_WHAT TO PRODUCE_.
Rewrite every item below as a numbered list, omitting any blank lines.
═════ MATERIAL SHOWN ═════
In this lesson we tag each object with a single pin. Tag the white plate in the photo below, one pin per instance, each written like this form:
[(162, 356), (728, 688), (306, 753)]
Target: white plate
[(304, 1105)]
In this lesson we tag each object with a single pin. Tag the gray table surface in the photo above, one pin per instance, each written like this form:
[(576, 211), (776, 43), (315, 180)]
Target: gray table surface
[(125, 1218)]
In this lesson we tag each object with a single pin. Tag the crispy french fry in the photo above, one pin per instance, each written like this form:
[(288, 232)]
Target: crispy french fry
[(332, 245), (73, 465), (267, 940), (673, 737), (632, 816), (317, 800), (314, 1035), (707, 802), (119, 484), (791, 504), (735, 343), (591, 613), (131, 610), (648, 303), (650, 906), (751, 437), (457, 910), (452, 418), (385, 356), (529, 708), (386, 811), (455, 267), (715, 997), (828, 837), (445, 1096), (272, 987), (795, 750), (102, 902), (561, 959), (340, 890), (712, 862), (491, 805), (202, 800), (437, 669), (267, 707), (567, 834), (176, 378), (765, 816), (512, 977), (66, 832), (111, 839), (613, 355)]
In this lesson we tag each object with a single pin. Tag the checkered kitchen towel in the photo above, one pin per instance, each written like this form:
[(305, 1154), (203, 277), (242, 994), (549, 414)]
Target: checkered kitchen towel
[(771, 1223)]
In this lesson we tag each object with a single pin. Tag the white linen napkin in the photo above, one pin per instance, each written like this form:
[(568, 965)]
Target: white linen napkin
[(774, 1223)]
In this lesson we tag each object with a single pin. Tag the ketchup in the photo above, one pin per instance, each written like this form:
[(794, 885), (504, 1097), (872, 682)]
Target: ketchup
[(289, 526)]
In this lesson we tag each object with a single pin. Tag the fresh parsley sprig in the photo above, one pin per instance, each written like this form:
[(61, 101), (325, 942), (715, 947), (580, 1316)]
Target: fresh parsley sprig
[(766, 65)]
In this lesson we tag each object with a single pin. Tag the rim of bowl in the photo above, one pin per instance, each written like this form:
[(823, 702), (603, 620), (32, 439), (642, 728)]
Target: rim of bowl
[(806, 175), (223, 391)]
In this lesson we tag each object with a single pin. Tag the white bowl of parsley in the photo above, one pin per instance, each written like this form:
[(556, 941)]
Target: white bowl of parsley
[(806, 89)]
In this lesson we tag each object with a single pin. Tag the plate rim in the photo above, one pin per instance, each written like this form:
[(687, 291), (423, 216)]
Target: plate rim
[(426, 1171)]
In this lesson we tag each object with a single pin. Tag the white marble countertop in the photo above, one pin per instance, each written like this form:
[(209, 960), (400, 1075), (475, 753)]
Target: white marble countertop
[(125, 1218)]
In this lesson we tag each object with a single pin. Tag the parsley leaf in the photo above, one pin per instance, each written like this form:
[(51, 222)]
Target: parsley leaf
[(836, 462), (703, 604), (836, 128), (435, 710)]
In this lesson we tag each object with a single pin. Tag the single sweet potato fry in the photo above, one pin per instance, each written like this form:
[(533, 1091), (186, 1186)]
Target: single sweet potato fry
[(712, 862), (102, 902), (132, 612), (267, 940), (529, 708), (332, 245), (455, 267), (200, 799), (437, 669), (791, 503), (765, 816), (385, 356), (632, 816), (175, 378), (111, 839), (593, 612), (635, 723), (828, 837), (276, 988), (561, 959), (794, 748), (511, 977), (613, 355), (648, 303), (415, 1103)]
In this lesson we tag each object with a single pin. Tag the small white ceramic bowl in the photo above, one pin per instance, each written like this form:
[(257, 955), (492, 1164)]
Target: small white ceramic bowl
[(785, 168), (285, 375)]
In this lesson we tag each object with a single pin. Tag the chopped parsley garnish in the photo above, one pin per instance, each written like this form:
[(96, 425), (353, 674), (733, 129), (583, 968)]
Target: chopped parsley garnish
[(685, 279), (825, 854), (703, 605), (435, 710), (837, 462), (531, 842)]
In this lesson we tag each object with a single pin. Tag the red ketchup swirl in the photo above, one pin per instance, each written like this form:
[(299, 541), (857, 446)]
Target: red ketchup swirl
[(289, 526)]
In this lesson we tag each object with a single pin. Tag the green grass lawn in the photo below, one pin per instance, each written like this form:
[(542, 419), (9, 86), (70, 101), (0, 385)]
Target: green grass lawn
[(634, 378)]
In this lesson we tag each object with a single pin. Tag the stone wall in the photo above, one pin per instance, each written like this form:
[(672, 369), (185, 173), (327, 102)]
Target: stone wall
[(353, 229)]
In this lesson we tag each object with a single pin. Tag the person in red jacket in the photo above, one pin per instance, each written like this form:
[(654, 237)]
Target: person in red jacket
═════
_THE COMPLETED TASK_.
1. In this lesson we tag each object with a single pin. Tag the white plate in the photo below, one pin per instance, each written like this form:
2. [(162, 356), (728, 688), (306, 753)]
3. Target: white plate
4. [(304, 1105)]
5. In this lesson we tag each object with a single pin. Tag the gray table surface in the photo above, one pin per instance, each written like this form:
6. [(576, 211), (776, 43), (315, 180)]
7. Target: gray table surface
8. [(125, 1218)]
9. In this lesson we tag each object with a single pin. Tag the crispy french fry in the photo above, one pin per instance, each written like this form:
10. [(288, 232)]
11. Target: crispy french fry
12. [(332, 245), (73, 465), (267, 940), (673, 737), (632, 816), (317, 800), (314, 1035), (707, 802), (119, 484), (791, 504), (735, 343), (591, 613), (131, 610), (648, 303), (650, 906), (751, 437), (457, 910), (452, 418), (385, 356), (529, 708), (386, 811), (455, 267), (715, 997), (828, 837), (445, 1096), (272, 987), (795, 750), (102, 902), (561, 959), (340, 890), (712, 862), (491, 805), (202, 800), (437, 669), (267, 707), (567, 834), (176, 378), (765, 816), (512, 977), (66, 832), (111, 839), (613, 355)]
13. In this lesson we tag each object with a single pin. Tag the checkered kitchen towel in the photo above, one pin per instance, each written like this form:
14. [(305, 1154), (203, 277), (242, 994), (549, 414)]
15. Target: checkered kitchen towel
16. [(771, 1223)]
17. In this lesson we tag each object with a single pin. Tag the white linen napkin in the photo above, one pin per instance, each written like this form:
18. [(568, 965)]
19. Target: white linen napkin
20. [(774, 1223)]
21. In this lesson we tag each object with a single pin. Tag the ketchup in the photo above, one pin per instance, each written like this form:
22. [(794, 885), (504, 1097), (872, 682)]
23. Target: ketchup
24. [(289, 526)]
25. In this lesson we tag each object with a single pin. Tag the fresh parsley sprig in the photo above, one pin per instance, each written like this form:
26. [(61, 101), (325, 942), (715, 947), (580, 1316)]
27. Target: fresh parsley sprig
28. [(766, 65)]
29. In this lesson we tag each object with a single pin. Tag the rim of bowl in the photo above, one pin per instance, each written like this form:
30. [(823, 702), (603, 620), (32, 439), (642, 728)]
31. Target: rim of bowl
32. [(806, 175), (223, 391)]
33. In this lesson we tag each object with a single pin. Tag the white bowl of parsley in the photo above, one pin per instance, each written like this form:
34. [(556, 941)]
35. Target: white bowl of parsley
36. [(806, 89)]
37. In this lesson we tag each object with a single pin. Tag the plate rim in the photo above, one pin per instance, each written like this form:
38. [(687, 291), (423, 216)]
39. Target: plate rim
40. [(426, 1171)]
41. In this lesson we tag each object with a single pin. Tag the white marble countertop in the photo above, one pin per instance, each written like this form:
42. [(209, 960), (400, 1075), (475, 753)]
43. Target: white marble countertop
44. [(125, 1218)]
45. In this lesson we tag each object with a single pin. Tag the parsley leaf in the photo above, one pin per instance, each written like this form:
46. [(51, 222)]
47. Target: parsley leaf
48. [(836, 462), (703, 604), (836, 128), (435, 710)]
49. In this lesson we tag each object with a single pin. Tag the single sweet potato fry in the photo above, one pin per instance, each written like this form:
50. [(533, 1091), (186, 1186)]
51. Target: single sweet potato fry
52. [(712, 862), (102, 902), (132, 612), (267, 940), (529, 708), (332, 245), (455, 267), (200, 799), (437, 669), (791, 503), (765, 816), (385, 356), (632, 816), (175, 378), (111, 839), (593, 612), (635, 723), (828, 837), (276, 988), (561, 959), (794, 748), (511, 977), (613, 355), (648, 303), (415, 1103)]
53. In this lesson we tag each object with a single pin. Tag the small white ceramic bowl in the photo above, one pin per instance, each written like this form:
54. [(257, 955), (492, 1164)]
55. Target: small white ceramic bowl
56. [(785, 168), (285, 375)]
57. In this lesson we tag each object with a single pin. Tag the chopped parsley garnish in the photo above, one pin per instance, each written like this form:
58. [(96, 425), (353, 674), (733, 129), (583, 968)]
59. Target: chopped parsley garnish
60. [(685, 279), (825, 854), (703, 605), (435, 710), (837, 462), (531, 842)]
61. In this lesson we tag each object with a single pin. Tag the red ketchup swirl in the photo above, one pin per instance, each written like this form:
62. [(299, 541), (857, 446)]
63. Target: red ketchup swirl
64. [(289, 526)]
65. In this lesson we tag each object with a single pin. Tag the green grass lawn in the photo below, one pin per instance, each written like this form:
66. [(542, 419), (9, 86), (70, 101), (0, 385)]
67. Target: green grass lawn
68. [(634, 378)]
69. In this lesson we tag each object with a single pin. Tag the stone wall in the photo above, one pin per instance, each written like this form:
70. [(672, 369), (185, 173), (327, 102)]
71. Target: stone wall
72. [(353, 229)]
73. In this lesson we tag each object with a single pin. Tag the person in red jacket in the photo above, one pin per instance, each written like this form:
74. [(654, 237)]
75. Target: person in red jacket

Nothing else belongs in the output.